* Extrait:
_ _ _

Violée et condamnée à mort !

Elle s'appelle Nora Hussein, elle a vingt ans au Soudan, pays de Omar Al-Bachir, un Président condamné par la Cour pénale internationale pour génocide, etc.,  mais «gracié» par ses pairs arabes. Il n'a jamais été aussi courtisé que depuis qu'il est sous le coup d'un mandat d'arrêt international, ignoré par les adhérents de la Ligue arabe, toujours solidaires quand il s'agit de l'un d'entre eux. Et comme s'il fallait montrer que le monde musulman est aussi avec Omar Al-Bachir, le Président qui se perd dans le décompte de ses mandats, a un nouveau meilleur ami, Erdogan. Ce dernier a obtenu en décembre dernier, de son ami Al-Bachir, lors d'une visite triomphale à Khartoum, la «location» pour 99 ans de l'îlot stratégique de Suakin, sur la mer Rouge. Ce n'est pas grand-chose, me direz-vous, pour un pays qui a déjà perdu sa partie sud, devenue indépendante, grâce aux politiques absurdes et racistes des dirigeants soudanais. Ce qui a eu pour effet de fâcher encore plus le voisin égyptien du nord, déjà confronté aux volte-faces et trahisons de l'homme fort de Khartoum dans le dossier des eaux du Nil. Nora Hussein qui rêvait d'un autre destin que celui qui est actuellement le sien est à l'image de son pays, violée, violentée, asservie et qui n'a d'autre alternative que la révolte ou la soumission.
Nora Hussein rêvait à l'âge de 16 ans de devenir institutrice et ne pensait pas du tout au mariage, passage obligé, mais différé, puisque l'argument des études tient encore la route au Soudan. Le pays amputé de sa population animiste ou chrétienne, et donc insoluble dans le califat échafaudé par Djaffar Nimeyri et consolidé par Al-Bachir, croyait en «l'indulgente Charia». C'est du moins ce que croyait Nora, puisque la Charia, au nom de laquelle gouverne Omar Al-Bachir, n'autorise pas à marier contre son gré une jeune fille de seize ou quarante ans. Seulement, les parents de Nora Hussein sont pénétrés de l'influence de cet Islam nouveau qui autorise les lectures sélectives et une casuistique excluant l'effort de réflexion personnelle. Ils ont donc décidé de passer outre les objections et les récriminations de leur fille en lui rappelant que sous la «jahilya», elle n'aurait pas vécu jusqu'à l'âge de seize ans. Nullement convaincue par cette vision de l'horreur d'être enterrée vivante, Nora s'est refusée à accepter l'idée d'être enfermée dans les fers d'un mariage dont elle ne voulait pas, du moins pour le moment. Comme elle n'est pas Shérazade et que le Soudan est loin d'être un pays de légendes et de contes merveilleux, se terminant en victoires, l'héroïne n'a pas été au bout de son combat.

_ _ _

* Données fournies:
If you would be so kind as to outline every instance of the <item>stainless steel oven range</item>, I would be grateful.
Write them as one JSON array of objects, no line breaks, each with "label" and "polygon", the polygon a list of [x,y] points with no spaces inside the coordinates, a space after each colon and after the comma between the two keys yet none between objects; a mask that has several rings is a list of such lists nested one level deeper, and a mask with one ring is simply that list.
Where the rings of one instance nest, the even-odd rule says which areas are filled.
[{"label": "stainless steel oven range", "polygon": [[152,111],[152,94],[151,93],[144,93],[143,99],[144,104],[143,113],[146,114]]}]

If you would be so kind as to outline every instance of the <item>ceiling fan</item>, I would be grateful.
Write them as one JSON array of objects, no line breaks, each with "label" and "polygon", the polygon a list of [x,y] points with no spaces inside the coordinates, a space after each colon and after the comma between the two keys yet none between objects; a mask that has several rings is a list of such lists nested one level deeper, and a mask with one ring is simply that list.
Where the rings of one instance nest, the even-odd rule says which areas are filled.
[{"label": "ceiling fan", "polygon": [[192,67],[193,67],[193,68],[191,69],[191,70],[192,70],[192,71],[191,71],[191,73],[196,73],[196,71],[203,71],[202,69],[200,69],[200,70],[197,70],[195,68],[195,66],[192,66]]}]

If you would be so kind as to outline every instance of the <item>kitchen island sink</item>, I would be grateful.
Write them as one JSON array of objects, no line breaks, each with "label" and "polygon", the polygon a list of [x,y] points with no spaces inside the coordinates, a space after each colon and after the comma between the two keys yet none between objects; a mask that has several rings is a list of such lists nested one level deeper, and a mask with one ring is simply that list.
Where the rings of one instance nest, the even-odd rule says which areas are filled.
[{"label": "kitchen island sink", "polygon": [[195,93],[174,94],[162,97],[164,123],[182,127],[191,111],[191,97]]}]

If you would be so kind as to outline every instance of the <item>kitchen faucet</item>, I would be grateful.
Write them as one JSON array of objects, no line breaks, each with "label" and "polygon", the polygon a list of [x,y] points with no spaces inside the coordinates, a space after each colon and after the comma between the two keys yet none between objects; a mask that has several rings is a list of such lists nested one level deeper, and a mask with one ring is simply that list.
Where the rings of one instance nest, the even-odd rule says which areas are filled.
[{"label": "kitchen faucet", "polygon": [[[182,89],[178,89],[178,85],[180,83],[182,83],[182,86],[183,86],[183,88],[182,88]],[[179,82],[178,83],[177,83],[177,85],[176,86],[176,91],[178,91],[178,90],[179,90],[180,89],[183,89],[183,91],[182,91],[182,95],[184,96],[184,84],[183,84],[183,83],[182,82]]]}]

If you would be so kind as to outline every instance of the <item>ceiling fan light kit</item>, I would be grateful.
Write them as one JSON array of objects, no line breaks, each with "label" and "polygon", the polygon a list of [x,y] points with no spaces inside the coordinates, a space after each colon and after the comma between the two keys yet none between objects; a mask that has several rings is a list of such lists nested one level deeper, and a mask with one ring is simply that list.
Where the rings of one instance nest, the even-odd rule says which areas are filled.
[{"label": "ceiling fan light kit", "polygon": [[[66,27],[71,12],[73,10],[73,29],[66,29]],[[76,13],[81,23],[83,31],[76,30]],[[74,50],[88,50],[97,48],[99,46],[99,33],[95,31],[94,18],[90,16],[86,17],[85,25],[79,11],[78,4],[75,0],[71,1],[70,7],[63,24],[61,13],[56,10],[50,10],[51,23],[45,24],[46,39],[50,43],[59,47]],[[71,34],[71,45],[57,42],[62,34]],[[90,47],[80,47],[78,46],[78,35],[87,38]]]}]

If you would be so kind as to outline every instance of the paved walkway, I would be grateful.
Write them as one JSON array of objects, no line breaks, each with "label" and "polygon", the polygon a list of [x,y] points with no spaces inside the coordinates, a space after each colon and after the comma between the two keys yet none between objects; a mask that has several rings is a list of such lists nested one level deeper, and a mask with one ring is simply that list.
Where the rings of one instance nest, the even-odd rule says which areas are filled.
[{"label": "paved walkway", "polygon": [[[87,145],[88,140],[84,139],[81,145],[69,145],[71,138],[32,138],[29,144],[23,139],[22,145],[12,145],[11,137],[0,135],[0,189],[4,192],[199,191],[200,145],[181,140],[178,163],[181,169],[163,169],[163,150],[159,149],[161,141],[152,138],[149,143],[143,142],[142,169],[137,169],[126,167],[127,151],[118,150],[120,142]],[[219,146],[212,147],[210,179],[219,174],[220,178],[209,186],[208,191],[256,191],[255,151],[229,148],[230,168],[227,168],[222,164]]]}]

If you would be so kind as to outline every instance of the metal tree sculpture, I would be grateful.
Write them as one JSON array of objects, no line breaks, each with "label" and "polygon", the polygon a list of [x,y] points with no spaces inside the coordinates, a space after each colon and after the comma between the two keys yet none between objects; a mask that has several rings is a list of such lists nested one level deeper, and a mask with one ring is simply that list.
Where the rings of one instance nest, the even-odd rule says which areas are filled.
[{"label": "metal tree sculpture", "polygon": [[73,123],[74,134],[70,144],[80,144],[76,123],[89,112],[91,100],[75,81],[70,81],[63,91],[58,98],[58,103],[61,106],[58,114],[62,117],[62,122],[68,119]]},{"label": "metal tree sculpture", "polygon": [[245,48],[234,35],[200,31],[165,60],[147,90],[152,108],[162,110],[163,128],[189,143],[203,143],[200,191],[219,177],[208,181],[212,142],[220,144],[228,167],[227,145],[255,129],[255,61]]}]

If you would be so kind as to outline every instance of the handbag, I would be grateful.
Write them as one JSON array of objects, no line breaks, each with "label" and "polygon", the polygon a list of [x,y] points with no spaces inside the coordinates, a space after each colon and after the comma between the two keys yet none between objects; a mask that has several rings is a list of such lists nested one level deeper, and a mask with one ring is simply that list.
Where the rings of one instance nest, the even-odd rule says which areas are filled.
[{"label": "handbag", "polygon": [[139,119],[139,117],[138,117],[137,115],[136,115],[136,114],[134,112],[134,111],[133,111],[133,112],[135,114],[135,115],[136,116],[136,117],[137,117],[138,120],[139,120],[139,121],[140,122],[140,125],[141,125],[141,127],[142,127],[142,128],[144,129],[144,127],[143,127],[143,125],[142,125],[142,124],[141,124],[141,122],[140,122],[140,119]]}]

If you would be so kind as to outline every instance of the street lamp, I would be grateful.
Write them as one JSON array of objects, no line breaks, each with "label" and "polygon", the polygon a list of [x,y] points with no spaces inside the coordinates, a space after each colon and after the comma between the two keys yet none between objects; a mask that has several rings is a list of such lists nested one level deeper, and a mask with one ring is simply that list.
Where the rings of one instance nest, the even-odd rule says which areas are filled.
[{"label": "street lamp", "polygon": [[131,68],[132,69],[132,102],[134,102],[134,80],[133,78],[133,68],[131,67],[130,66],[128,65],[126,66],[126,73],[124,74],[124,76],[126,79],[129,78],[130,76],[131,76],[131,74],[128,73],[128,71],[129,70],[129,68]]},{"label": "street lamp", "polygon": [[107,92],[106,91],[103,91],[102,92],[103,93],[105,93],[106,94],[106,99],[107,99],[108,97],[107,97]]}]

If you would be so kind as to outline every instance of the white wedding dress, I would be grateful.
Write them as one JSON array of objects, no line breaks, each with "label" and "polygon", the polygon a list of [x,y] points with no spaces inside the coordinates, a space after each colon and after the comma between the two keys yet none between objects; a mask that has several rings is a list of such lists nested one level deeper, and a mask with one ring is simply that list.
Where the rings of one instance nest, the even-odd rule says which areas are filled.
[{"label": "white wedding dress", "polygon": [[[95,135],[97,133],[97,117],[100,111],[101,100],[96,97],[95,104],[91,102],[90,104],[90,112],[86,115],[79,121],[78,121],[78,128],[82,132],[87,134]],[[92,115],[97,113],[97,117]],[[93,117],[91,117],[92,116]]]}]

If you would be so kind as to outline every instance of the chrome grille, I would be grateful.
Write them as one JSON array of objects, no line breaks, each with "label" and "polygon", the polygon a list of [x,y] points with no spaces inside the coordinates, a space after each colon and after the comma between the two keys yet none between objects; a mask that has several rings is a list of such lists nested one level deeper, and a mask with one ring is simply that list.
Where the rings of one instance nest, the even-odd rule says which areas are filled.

_ _ _

* Consigne:
D'après l'extrait, quel métier Nora Hussein rêvait-elle d'exercer à l'âge de 16 ans ? Répondez en une phrase, s'il vous plaît.

* Corrigé:
À 16 ans, Nora Hussein rêvait de devenir institutrice.